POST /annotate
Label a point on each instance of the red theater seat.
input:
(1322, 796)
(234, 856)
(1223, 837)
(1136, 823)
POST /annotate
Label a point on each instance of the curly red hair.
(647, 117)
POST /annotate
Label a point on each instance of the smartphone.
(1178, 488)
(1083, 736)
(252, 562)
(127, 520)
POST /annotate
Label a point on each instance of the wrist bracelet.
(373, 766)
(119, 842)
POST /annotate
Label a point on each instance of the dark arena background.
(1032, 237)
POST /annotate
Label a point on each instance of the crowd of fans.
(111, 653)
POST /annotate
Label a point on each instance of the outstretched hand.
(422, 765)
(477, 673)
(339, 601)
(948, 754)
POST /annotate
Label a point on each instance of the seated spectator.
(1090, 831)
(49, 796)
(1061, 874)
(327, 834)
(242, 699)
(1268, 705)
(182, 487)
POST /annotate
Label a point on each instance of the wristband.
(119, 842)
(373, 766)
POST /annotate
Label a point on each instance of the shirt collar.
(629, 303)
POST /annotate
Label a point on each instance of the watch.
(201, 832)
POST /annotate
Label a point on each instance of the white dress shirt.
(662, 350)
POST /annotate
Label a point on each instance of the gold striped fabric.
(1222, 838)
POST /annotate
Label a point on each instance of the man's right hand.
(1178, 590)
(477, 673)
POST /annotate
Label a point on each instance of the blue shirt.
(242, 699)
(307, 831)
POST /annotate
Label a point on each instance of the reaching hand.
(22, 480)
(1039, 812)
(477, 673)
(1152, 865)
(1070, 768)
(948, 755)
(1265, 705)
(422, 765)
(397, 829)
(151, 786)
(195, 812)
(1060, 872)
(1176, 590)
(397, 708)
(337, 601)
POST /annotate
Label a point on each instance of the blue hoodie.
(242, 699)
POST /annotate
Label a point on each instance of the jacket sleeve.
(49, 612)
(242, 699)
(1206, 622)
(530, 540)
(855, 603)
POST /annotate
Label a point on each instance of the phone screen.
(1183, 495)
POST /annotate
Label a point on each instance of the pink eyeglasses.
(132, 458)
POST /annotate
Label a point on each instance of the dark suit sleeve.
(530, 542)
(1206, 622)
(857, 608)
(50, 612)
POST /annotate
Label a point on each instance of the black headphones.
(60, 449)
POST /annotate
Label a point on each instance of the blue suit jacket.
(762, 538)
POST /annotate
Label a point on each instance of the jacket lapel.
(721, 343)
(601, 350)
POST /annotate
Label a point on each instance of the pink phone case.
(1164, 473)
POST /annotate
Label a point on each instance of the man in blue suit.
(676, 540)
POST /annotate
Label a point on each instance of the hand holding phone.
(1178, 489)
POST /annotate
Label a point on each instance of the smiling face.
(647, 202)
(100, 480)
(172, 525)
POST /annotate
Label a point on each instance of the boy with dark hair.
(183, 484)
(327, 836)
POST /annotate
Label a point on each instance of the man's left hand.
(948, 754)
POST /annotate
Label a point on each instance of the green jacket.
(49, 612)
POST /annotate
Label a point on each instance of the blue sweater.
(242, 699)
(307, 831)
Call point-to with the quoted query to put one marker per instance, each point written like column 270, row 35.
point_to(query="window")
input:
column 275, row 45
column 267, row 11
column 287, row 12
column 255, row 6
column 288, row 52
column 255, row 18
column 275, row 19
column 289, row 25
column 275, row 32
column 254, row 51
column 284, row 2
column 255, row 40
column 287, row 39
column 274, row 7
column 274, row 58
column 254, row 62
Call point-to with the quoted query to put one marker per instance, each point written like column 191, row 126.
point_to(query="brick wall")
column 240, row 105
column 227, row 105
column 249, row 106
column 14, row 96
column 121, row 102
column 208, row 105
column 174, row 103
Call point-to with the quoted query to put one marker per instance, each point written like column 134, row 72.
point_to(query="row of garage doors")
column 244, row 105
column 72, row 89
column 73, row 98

Stated goal - Repeat the lines of the records above word for word, from the line with "270, row 35." to the line with "column 287, row 39", including both of those lines.

Worked solution -
Call point-to with the quoted query to put one marker per instance, each point written like column 270, row 35.
point_to(query="window")
input:
column 275, row 45
column 267, row 11
column 287, row 12
column 255, row 6
column 288, row 52
column 255, row 18
column 275, row 19
column 289, row 25
column 275, row 32
column 254, row 51
column 284, row 2
column 255, row 40
column 287, row 39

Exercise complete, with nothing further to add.